## Begin Provided material

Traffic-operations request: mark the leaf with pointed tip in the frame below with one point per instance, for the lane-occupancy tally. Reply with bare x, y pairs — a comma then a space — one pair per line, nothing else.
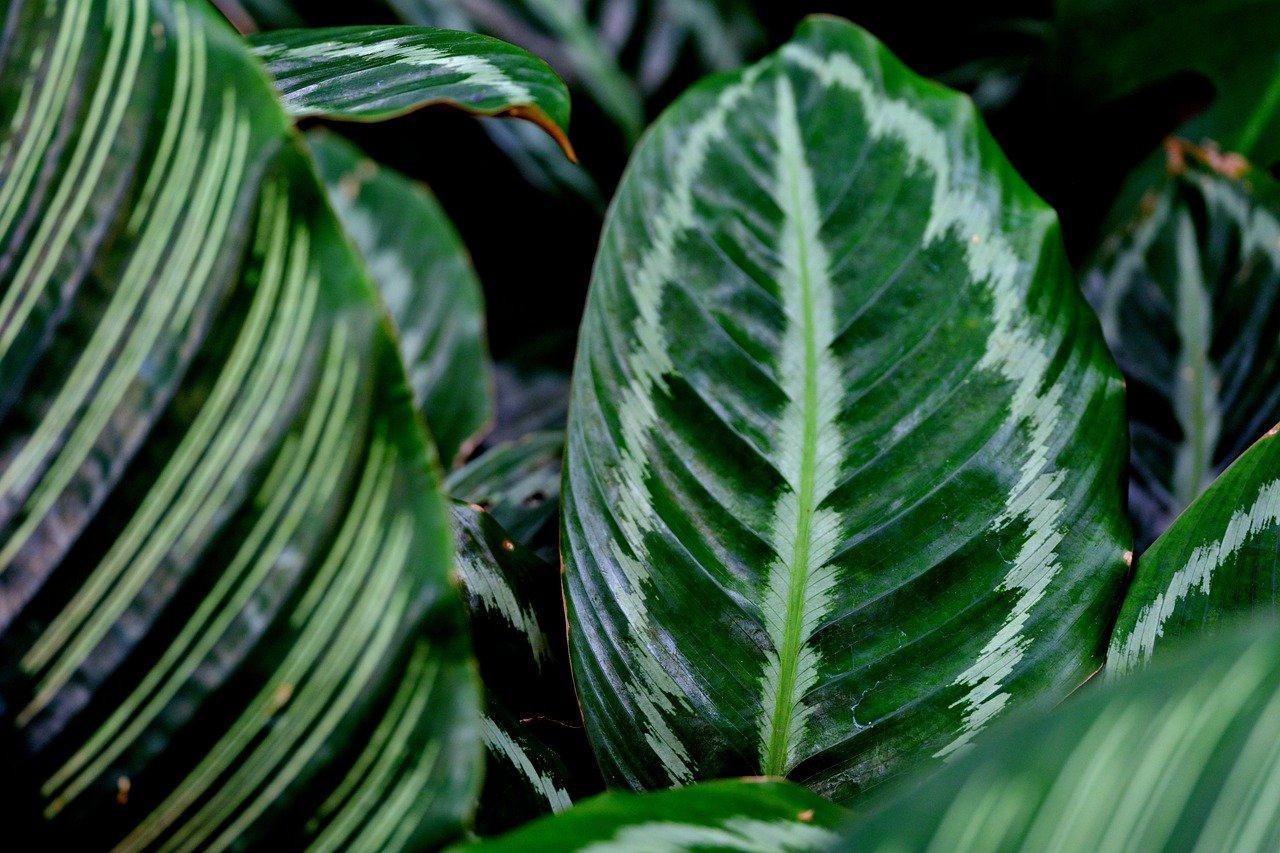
1217, 560
227, 612
538, 752
845, 446
1189, 297
517, 482
727, 815
374, 73
1183, 757
424, 274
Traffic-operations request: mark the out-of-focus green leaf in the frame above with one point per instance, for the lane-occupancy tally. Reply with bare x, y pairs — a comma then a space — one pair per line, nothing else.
538, 753
421, 269
227, 612
1106, 49
845, 448
1183, 757
1188, 292
1219, 559
374, 73
728, 815
517, 482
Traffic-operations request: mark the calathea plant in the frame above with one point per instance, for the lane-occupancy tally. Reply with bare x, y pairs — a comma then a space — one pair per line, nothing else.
842, 480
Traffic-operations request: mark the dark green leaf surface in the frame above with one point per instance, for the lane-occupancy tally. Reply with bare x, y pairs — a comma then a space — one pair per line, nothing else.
538, 753
1107, 49
424, 274
1189, 297
517, 482
1219, 559
373, 73
227, 612
844, 461
1184, 757
730, 815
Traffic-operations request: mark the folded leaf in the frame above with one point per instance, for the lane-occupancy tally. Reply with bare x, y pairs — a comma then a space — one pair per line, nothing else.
844, 461
424, 274
1184, 757
1189, 297
227, 610
374, 73
1216, 561
728, 815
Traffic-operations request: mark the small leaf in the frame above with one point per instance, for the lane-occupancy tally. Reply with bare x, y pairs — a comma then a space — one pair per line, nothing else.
728, 815
425, 278
845, 450
1183, 757
1217, 560
1188, 292
374, 73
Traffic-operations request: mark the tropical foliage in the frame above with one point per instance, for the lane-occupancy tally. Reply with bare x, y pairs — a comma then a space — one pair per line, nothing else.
865, 446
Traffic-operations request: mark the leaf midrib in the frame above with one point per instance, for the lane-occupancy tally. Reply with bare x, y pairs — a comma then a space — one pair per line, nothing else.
789, 656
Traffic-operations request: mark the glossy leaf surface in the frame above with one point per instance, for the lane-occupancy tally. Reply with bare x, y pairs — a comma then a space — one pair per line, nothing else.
426, 282
1217, 560
844, 461
227, 612
1183, 757
730, 815
373, 73
1189, 297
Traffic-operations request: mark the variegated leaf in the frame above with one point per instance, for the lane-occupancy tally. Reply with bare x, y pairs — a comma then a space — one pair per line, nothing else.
1189, 297
227, 610
373, 73
731, 815
844, 461
1183, 757
538, 752
517, 482
424, 274
1219, 559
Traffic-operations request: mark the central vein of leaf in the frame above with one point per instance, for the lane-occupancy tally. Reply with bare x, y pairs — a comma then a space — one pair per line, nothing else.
789, 656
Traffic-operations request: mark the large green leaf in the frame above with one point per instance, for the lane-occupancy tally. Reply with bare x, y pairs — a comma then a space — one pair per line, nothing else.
425, 278
1219, 559
373, 73
1189, 297
844, 461
1184, 757
730, 815
227, 612
1107, 49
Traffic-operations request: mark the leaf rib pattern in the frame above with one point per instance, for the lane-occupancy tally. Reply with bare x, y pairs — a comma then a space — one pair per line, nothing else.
826, 510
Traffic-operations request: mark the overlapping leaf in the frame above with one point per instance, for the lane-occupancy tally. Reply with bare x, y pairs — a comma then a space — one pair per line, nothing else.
371, 73
425, 278
1217, 560
845, 451
1184, 757
225, 601
1189, 297
731, 815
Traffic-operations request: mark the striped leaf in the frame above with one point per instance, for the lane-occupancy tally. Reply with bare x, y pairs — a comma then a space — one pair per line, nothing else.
425, 278
1189, 297
1217, 560
730, 815
374, 73
227, 615
1183, 757
517, 482
844, 461
538, 752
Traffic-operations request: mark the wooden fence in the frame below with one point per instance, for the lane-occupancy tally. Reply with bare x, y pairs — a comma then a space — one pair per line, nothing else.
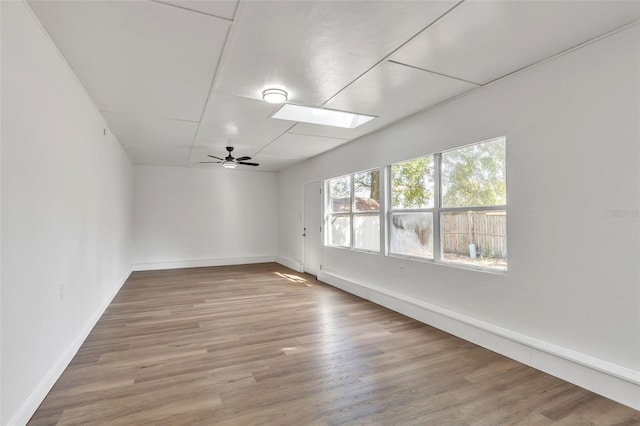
487, 230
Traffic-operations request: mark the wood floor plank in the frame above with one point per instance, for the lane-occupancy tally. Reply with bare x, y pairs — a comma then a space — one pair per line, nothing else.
261, 344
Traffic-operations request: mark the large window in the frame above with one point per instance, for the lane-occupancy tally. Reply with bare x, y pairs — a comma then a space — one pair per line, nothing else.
353, 211
451, 207
412, 208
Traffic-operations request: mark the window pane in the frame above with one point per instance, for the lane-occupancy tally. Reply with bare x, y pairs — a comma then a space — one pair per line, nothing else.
475, 175
475, 238
339, 230
412, 234
340, 194
366, 232
366, 186
412, 184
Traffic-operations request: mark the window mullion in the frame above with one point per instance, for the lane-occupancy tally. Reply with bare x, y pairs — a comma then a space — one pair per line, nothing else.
351, 210
437, 204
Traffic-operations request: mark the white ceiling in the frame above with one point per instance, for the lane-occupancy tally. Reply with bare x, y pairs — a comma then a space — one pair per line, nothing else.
177, 80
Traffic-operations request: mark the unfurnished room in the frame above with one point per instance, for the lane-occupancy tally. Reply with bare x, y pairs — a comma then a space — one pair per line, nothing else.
320, 212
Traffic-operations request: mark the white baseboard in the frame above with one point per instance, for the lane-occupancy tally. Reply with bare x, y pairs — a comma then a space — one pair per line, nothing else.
290, 263
199, 263
31, 404
612, 381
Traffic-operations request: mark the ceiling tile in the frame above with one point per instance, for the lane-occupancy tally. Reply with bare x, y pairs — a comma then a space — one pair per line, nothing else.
222, 8
135, 56
393, 91
480, 40
241, 122
300, 146
136, 130
273, 164
154, 156
314, 49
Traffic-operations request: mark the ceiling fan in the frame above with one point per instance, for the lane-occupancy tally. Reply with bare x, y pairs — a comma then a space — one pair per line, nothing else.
229, 162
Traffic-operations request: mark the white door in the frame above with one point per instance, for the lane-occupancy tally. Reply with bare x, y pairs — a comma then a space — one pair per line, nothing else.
312, 224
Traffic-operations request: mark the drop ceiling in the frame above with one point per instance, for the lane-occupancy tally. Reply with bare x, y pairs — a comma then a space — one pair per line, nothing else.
177, 80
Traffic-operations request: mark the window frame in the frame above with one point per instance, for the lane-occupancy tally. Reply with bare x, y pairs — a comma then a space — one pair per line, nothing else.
352, 213
391, 210
437, 211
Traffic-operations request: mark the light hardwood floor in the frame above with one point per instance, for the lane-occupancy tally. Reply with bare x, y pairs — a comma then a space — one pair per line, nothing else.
263, 345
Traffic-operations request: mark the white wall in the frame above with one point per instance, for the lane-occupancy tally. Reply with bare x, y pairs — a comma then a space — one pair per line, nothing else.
201, 217
66, 214
572, 291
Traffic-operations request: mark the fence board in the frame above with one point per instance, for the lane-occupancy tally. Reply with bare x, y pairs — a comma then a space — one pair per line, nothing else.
487, 230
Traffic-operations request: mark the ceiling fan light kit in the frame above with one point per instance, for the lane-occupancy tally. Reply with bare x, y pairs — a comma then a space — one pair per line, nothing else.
229, 162
275, 96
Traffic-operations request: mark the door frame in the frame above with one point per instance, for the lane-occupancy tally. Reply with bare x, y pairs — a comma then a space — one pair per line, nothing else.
303, 221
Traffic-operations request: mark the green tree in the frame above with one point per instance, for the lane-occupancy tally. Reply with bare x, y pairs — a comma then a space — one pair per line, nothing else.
474, 175
367, 184
412, 183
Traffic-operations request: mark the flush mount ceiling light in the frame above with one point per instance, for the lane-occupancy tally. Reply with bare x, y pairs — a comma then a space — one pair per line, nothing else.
325, 117
275, 96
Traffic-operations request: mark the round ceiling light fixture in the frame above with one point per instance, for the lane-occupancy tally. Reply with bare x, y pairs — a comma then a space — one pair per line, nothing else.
275, 96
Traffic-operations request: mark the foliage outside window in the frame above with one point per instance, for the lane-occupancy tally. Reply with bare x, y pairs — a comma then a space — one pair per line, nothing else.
473, 216
451, 206
353, 205
412, 207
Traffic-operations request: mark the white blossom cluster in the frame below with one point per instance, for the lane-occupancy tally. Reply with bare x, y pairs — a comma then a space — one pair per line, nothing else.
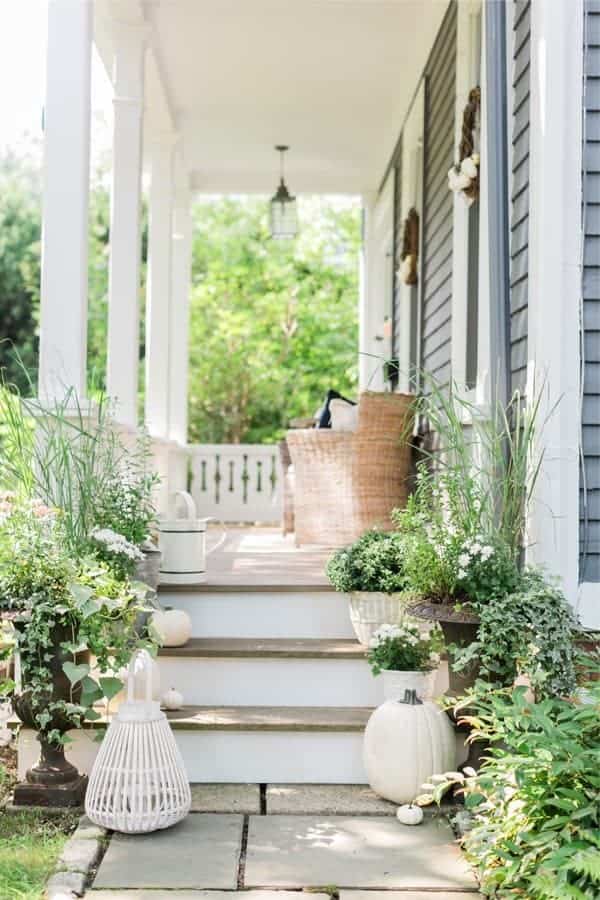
116, 544
462, 176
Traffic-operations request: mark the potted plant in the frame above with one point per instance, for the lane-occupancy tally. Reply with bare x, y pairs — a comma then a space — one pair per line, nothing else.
407, 659
67, 615
371, 571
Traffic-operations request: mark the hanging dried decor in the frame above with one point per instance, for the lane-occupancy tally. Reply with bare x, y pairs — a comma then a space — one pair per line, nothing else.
463, 177
409, 256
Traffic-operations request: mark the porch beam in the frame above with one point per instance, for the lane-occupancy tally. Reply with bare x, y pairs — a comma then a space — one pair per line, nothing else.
555, 280
64, 279
125, 245
158, 287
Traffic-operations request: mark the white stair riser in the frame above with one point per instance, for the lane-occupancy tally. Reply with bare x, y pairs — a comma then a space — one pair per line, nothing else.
241, 756
316, 614
272, 682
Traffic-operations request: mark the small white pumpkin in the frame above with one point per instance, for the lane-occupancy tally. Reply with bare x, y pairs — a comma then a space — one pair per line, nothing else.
173, 626
171, 699
409, 814
404, 743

## End Provided material

Return exactly the lines of the data, and only those, from the line with "Traffic-operations request: mark the potted" through the last line, inclusive.

▸ Exercise solution
Traffic-operations request: mark the potted plant in the frame above with one point per instance, for the lane-occupancy tally. Reply with bare x, y pairs — a comma then a space — one pair per line, nothing else.
407, 659
67, 615
371, 571
Traffic-operations request: mark the hanging dried decor in the frame above with one point per instance, for the lane-occupancy tally. Reply with bare x, y pairs — a comma then a space — one pair per line, nothing else.
463, 177
409, 256
Traffic-operations request: mark the porch beam in the frame above with one point per instance, for the lane-occupancy tally. Reply with bare x, y pairs — a comma then a space — one pair per line, nothing else.
555, 280
64, 279
125, 245
158, 287
Traffic-operations request: mark the white stair riser in the frame above with one point per instance, for the lane-occupancy tally. Reply with bare x, y pairs — a comma then a space — one pair per line, nothing else.
241, 756
316, 614
272, 682
Traffic-operations request: mark the small white pumpkin in the frame above with one point per instance, for the lane-occupancy tally. Reply with bare x, y pairs — a comma then a space — one pair per line, nothing else.
173, 626
171, 699
409, 814
404, 743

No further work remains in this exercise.